===== Task inputs =====

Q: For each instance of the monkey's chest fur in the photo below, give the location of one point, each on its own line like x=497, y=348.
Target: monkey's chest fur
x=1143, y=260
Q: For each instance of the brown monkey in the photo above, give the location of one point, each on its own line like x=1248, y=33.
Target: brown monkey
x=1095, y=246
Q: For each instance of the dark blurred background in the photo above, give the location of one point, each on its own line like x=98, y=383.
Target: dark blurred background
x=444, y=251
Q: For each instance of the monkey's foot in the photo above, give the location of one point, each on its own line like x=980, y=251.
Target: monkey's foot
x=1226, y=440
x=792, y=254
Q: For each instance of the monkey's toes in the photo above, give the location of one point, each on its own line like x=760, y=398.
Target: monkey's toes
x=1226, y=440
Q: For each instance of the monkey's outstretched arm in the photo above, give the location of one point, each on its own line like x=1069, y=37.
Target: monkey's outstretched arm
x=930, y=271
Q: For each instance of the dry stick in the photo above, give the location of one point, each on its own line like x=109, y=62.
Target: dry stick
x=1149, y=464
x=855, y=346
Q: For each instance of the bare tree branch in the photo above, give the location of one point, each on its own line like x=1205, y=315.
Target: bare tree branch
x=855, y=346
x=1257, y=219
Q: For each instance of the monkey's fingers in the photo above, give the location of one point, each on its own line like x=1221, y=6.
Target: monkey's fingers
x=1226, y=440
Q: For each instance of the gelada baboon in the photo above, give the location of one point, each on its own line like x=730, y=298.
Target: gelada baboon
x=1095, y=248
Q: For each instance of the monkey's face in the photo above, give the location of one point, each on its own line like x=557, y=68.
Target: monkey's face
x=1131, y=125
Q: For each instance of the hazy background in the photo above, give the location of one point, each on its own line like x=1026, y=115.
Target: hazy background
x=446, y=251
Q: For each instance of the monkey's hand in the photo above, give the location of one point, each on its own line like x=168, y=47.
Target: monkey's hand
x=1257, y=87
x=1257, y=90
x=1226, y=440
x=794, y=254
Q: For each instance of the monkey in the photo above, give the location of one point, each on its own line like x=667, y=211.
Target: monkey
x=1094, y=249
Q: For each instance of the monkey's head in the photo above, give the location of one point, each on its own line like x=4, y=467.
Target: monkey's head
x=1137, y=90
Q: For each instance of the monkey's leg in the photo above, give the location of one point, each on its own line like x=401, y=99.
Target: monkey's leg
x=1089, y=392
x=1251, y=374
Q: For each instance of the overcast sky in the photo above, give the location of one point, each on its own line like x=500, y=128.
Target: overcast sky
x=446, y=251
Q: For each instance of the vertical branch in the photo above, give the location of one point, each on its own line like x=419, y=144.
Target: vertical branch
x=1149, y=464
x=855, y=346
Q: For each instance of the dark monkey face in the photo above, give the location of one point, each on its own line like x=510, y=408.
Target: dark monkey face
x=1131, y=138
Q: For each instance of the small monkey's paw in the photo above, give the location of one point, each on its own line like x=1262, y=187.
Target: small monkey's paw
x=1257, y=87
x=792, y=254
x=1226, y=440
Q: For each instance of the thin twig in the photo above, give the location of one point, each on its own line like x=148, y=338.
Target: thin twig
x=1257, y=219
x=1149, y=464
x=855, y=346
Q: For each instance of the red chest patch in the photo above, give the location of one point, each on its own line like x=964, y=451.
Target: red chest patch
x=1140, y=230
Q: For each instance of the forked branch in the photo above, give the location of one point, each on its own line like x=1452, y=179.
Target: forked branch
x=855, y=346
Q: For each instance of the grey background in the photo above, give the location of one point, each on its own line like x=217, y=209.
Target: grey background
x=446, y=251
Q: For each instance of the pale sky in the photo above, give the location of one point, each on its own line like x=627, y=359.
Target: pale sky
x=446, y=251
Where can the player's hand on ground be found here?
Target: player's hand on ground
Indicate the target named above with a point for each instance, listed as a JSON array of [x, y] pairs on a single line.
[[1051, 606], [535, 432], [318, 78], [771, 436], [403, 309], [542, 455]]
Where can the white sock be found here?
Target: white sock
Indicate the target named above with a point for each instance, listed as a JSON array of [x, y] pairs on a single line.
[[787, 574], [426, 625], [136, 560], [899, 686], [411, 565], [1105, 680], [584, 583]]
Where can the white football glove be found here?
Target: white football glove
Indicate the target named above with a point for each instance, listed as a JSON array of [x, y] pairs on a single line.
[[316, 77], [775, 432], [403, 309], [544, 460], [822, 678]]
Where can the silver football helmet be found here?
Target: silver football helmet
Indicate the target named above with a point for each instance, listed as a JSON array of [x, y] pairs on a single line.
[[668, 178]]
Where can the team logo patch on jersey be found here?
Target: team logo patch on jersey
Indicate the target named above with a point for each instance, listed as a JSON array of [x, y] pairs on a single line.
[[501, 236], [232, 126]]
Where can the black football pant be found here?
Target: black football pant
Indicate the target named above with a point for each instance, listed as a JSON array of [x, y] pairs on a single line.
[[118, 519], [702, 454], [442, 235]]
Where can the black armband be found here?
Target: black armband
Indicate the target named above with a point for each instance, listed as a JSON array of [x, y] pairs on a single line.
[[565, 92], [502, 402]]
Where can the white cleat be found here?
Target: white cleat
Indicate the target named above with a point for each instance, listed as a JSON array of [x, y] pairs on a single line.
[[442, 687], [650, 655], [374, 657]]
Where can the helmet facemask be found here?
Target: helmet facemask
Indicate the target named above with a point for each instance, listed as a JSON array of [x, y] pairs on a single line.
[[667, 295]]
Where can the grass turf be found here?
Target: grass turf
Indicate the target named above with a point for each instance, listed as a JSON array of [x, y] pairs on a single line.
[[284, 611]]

=====

● To be done
Write out every line above word for word, without changing anything.

● Task result
Q: For each instance of the monkey's chest fur in the photo below, give the location of one point, each on its own line like x=497, y=348.
Target: monkey's chest fur
x=1143, y=260
Q: For each instance of the brown monkey in the photo above, give the location of one point, each on its own line like x=1248, y=33.
Target: brown monkey
x=1095, y=246
Q: For each instance of the dark blurred background in the photo above, give the location of one point, each on its own line like x=98, y=383.
Target: dark blurred background
x=444, y=251
Q: For each instance of the monkey's foot in the photo above, give the location of one point, each on its own line like x=980, y=251.
Target: monkey's foot
x=1226, y=440
x=792, y=254
Q: For each instance of the monkey's toes in the photo above, give the location of one point, each on its own line like x=760, y=398.
Target: monkey's toes
x=1226, y=440
Q: For each instance of the monkey's outstretched arm in the photo above, give the location of one point, each on its own line like x=1069, y=37.
Target: monkey's outstretched arm
x=930, y=271
Q: For each instance of the dry stick in the photo above, give the location of one point, each on its own line like x=109, y=62.
Target: dry stick
x=1149, y=464
x=855, y=346
Q: For each instance of the bare tree branch in the photo above, give the location of one point, each on its own line like x=1205, y=315.
Target: bare tree branch
x=855, y=346
x=1257, y=219
Q: For each instance of the monkey's fingers in the photo above, give the location of one point, each on its own line like x=1221, y=6.
Target: monkey's fingers
x=1226, y=440
Q: For each instance of the gelada baboon in the photo above, give the location of one point, each on its own line like x=730, y=298.
Target: gelada baboon
x=1095, y=248
Q: For each instance of the monkey's face in the photo above, give the location of one point, each on its own line like x=557, y=68.
Target: monkey's face
x=1131, y=125
Q: For each instance of the hazy background in the photo above, give the location of one point, each on its own line like x=1026, y=115.
Target: hazy background
x=446, y=251
Q: For each instance of the monkey's hand in the photo above, give the location of one point, each on its own line like x=168, y=47.
Target: monkey's hand
x=1257, y=87
x=1257, y=90
x=1226, y=440
x=794, y=254
Q: For each instance of the monkey in the photo above, give the location of one point, each on its own line like x=667, y=211.
Target: monkey
x=1094, y=249
Q: For each instance of the monkey's head in the photo above, give the location of one point, each on its own line like x=4, y=467.
Target: monkey's head
x=1137, y=90
Q: For each instance of the monkey's leg in the photo above, give the location of one point, each on its own line like x=401, y=99.
Target: monkey's leg
x=1089, y=392
x=1251, y=374
Q: For each instance of the overcast sky in the photo above, give the location of one point, each on its own line like x=500, y=128.
Target: overcast sky
x=446, y=251
Q: For each instance of the vertical branch in the photo above, give the location of one point, each on its own line like x=419, y=144.
Target: vertical branch
x=1149, y=464
x=855, y=346
Q: For each instance of the dark monkey face in the photo above, give the location of one point, each on its own line like x=510, y=408.
Target: dark monkey face
x=1131, y=138
Q: For each instance of the small monkey's paw in the photo above, give the location of one point, each on its own line like x=1262, y=187.
Target: small monkey's paw
x=1257, y=87
x=792, y=254
x=1226, y=440
Q: For each instance of the thin twig in the photo above, give the location of one point, each on its own line like x=148, y=338.
Target: thin twig
x=1257, y=219
x=1149, y=464
x=855, y=346
Q: For each instance of the red chest patch in the photo above, give the location of one point, each on its own line like x=964, y=451.
Target: red chest patch
x=1140, y=230
Q: For each instance of the forked branch in the photo above, give the location of one point, each on its own line like x=1452, y=179.
Target: forked branch
x=855, y=346
Q: For each instance of the grey background in the photo above, give the location of one point, each on its own line like x=217, y=209.
Target: grey background
x=446, y=251
Q: For each instance of the pale sky in the photo above, give the location of one point, each on its own line like x=627, y=359.
Target: pale sky
x=446, y=251
Where can the player's hand on ground be found here?
Target: player's hand on ground
Indicate the target named above with a point for each instance, listed as a JSON array of [x, y] pairs on a single line.
[[1051, 606], [535, 432], [318, 78], [771, 436], [403, 309], [542, 455]]
Where can the white sock be found here?
Target: white sock
Indicate the target named above with a point for each instance, listed as a JSON array of [x, y] pairs on a single line.
[[787, 574], [426, 625], [136, 560], [899, 686], [411, 565], [1105, 680], [584, 583]]
Where can the white football glove be found here?
Target: white football glove
Indicate the target named above with a point for each instance, listed as a JSON array of [x, y] pairs on a single line.
[[316, 77], [775, 432], [403, 309], [544, 460], [822, 678]]
Where can the silver football helmet be found here?
Target: silver football helmet
Indicate the target named above with a point for each instance, listed as a JSON array of [x, y] pairs on a single line.
[[668, 178]]
Where can the team logo patch on jersey be found here?
Target: team logo patch on jersey
Indicate the target named above with a point for each instance, listed as a JSON array of [x, y] pairs on a single line.
[[501, 236], [232, 126]]
Where can the black football pant be found here?
Target: black football pant
Indicate the target named above with a point for each instance, listed as a JSON array of [x, y] pairs on a single line.
[[118, 519], [702, 454], [442, 235]]
Where can the black armband be found here?
Target: black armband
Indicate the target named above with a point for each instance, listed as a JSON array of [x, y] pairs on a single line.
[[565, 92], [502, 402]]
Where can the white cleat be found here?
Target: white cleat
Indicate the target named above with a point for each instance, listed as a JSON array of [x, y] pairs on a single line.
[[442, 687], [650, 655], [374, 657]]
Where can the helmet facemask be found here?
Target: helmet facemask
Indicate the target named above with a point for each instance, listed as a JSON array of [x, y] pairs on a single line.
[[667, 295]]
Where can the grass turf be found here?
Target: grass turf
Indicate the target named above with a point for each instance, listed as a JSON array of [x, y] pairs on a single line.
[[284, 611]]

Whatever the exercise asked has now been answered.